● SELECCIÓN

▼▼▼

El celibato es sentirse pobre y, a la vez, ser el más rico, porque nada necesitas. El pobre no tiene derecho a nada porque no es nadie. Tan solo puede dejarse amar por Nuestro Señor, que le desprenderá de todos los afectos.

Ignacio María Doñoro – 18/01/20 10:29 PM

Los sacerdotes del Amazonas vivimos la castidad como especial consagración al amor de Dios, que nos eligió y pensó en nosotros antes de la creación del mundo (Ef 1, 4), y respondemos a esa llamada con total desprendimiento y en plena libertad.

El celibato es una manera de amar y vivir en una comunión de corazones que crece de día en día. Es vivir solo para amar a Dios y servirle, para escucharle y obedecerle.

Es un diálogo de amor permanente, amor que es imposible encontrar en este mundo ni comparar con otros amores. Amor pleno, que llena esa sed de Dios: «¡Tarde te amé, hermosura tan antigua y tan nueva, tarde te amé! Y he aquí que Tú estabas dentro de mí y yo fuera, y por fuera te buscaba; y deforme como era, me lanzaba sobre estas cosas hermosas que tú creaste. Tú estabas conmigo, mas yo no lo estaba contigo. Reteníanme lejos de ti aquellas cosas que, si no estuvieran en ti, no serían. Llamaste y clamaste, y rompiste mi sordera; brillaste y resplandeciste, y fugaste mi ceguera; exhalaste tu perfume y respiré, y suspiro por ti; gusté de ti, y siento hambre y sed, me tocaste, y abráseme en tu paz» (San Agustín).

Es amarle y sentirse amado de manera muy singular, beber de las fuentes divinas de su Corazón, dejarlo todo y, a la vez, no dejar nada, comparado con lo que se recibe. Es fiarse totalmente, incluso cuando caminamos sin ver nada, aunque sea aparentemente un imposible seguirle, e incluso cuando algunos se pongan en nuestra contra.

▲▲▲

● INSTRUCCIONES DE LA TAREA
¿Puedes reproducir completo y sin ningún cambio el texto sobre el celibato? No es necesario consultar el listado.

Extractos del conjunto de datos sobre señalamiento de objetos:
▼▼▼

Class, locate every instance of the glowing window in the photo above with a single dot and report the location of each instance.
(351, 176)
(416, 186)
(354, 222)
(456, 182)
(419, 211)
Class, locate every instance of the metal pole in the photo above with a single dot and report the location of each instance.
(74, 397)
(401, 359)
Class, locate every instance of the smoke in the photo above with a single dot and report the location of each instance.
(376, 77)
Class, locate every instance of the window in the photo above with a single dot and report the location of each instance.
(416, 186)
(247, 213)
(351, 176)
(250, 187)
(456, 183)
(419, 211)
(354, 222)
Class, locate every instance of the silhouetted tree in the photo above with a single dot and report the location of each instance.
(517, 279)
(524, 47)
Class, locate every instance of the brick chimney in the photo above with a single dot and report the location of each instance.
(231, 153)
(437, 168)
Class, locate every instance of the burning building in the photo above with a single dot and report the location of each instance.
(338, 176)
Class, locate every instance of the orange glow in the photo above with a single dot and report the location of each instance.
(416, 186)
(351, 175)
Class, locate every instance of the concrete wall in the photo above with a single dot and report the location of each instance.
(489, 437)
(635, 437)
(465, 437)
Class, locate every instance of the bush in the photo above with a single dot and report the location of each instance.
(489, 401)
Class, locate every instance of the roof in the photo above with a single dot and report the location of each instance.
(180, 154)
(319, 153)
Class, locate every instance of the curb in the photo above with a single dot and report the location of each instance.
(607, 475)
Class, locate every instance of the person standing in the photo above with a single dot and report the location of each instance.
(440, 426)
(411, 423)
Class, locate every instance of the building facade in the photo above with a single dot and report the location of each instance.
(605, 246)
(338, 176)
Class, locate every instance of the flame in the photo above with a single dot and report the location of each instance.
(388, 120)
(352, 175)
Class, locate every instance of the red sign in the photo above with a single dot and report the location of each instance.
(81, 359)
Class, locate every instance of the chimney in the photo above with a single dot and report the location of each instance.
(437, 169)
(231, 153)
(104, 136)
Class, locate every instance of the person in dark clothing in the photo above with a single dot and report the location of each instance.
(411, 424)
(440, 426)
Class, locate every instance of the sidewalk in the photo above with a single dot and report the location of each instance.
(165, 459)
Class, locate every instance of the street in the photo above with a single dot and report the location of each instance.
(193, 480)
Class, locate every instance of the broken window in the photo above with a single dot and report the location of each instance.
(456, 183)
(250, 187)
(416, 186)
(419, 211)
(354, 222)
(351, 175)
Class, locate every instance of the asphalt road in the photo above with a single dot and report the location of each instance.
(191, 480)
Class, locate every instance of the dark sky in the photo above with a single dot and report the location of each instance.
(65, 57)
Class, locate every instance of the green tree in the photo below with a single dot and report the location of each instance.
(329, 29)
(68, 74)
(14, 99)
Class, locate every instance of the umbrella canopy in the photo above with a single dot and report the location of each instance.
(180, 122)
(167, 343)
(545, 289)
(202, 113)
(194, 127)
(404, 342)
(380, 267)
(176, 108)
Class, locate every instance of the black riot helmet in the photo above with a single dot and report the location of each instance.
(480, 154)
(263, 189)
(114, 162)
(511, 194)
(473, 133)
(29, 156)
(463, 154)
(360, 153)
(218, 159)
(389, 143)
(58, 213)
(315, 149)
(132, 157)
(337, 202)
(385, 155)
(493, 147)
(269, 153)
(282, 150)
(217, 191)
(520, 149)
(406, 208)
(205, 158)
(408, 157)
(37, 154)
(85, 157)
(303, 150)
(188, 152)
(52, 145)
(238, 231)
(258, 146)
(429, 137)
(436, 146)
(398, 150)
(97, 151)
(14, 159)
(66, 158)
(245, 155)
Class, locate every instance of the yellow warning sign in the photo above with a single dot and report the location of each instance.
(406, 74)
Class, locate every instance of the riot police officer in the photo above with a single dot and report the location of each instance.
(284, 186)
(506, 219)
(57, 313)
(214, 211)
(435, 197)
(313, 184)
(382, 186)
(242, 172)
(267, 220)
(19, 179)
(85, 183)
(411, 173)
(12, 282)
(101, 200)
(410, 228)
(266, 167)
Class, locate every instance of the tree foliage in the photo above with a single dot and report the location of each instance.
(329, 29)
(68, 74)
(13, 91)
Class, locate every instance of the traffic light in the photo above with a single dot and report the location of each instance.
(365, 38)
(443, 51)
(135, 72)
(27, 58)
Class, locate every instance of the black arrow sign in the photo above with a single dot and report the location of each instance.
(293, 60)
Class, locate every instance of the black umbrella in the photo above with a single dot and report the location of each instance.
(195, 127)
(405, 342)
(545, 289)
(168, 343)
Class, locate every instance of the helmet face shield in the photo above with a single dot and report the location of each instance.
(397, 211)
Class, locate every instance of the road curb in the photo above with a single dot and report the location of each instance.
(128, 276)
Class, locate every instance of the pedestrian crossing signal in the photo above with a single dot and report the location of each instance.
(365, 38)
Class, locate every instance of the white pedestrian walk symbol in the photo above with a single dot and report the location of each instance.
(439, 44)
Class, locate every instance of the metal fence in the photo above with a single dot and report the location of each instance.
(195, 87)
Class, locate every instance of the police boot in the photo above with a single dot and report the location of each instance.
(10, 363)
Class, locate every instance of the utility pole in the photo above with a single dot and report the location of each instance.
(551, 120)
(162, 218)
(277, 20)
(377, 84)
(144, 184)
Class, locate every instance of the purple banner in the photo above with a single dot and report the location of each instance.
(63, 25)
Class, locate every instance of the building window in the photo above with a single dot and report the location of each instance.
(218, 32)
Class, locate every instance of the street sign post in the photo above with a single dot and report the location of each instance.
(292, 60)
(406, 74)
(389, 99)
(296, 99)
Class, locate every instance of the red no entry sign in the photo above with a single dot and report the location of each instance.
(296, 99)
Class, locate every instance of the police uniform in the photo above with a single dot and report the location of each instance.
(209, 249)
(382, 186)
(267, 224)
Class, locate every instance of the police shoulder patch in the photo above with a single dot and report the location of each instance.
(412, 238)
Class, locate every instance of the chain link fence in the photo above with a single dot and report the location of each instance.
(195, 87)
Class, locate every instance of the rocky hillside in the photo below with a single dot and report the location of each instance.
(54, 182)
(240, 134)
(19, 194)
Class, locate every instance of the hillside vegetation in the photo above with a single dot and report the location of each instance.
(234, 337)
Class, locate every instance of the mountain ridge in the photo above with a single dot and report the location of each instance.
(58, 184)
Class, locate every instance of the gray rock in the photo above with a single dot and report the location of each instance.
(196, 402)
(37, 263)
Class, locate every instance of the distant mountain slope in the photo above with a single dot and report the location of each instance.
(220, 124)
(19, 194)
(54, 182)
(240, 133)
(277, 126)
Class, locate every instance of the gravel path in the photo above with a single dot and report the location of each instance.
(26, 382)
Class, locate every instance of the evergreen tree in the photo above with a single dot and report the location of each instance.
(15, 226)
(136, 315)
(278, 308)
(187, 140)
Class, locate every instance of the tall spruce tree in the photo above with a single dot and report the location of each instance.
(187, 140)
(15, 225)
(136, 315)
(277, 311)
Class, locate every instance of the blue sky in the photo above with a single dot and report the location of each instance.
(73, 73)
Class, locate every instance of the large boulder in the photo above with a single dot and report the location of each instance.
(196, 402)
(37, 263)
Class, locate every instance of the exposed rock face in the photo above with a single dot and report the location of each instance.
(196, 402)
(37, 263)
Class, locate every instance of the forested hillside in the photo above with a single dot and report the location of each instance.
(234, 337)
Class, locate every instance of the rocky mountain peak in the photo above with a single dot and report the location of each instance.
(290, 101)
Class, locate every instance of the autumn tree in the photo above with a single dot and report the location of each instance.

▲▲▲

● RESPUESTA FINAL
El celibato es sentirse pobre y, a la vez, ser el más rico, porque nada necesitas. El pobre no tiene derecho a nada porque no es nadie. Tan solo puede dejarse amar por Nuestro Señor, que le desprenderá de todos los afectos.

Ignacio María Doñoro – 18/01/20 10:29 PM

Los sacerdotes del Amazonas vivimos la castidad como especial consagración al amor de Dios, que nos eligió y pensó en nosotros antes de la creación del mundo (Ef 1, 4), y respondemos a esa llamada con total desprendimiento y en plena libertad.

El celibato es una manera de amar y vivir en una comunión de corazones que crece de día en día. Es vivir solo para amar a Dios y servirle, para escucharle y obedecerle.

Es un diálogo de amor permanente, amor que es imposible encontrar en este mundo ni comparar con otros amores. Amor pleno, que llena esa sed de Dios: «¡Tarde te amé, hermosura tan antigua y tan nueva, tarde te amé! Y he aquí que Tú estabas dentro de mí y yo fuera, y por fuera te buscaba; y deforme como era, me lanzaba sobre estas cosas hermosas que tú creaste. Tú estabas conmigo, mas yo no lo estaba contigo. Reteníanme lejos de ti aquellas cosas que, si no estuvieran en ti, no serían. Llamaste y clamaste, y rompiste mi sordera; brillaste y resplandeciste, y fugaste mi ceguera; exhalaste tu perfume y respiré, y suspiro por ti; gusté de ti, y siento hambre y sed, me tocaste, y abráseme en tu paz» (San Agustín).

Es amarle y sentirse amado de manera muy singular, beber de las fuentes divinas de su Corazón, dejarlo todo y, a la vez, no dejar nada, comparado con lo que se recibe. Es fiarse totalmente, incluso cuando caminamos sin ver nada, aunque sea aparentemente un imposible seguirle, e incluso cuando algunos se pongan en nuestra contra.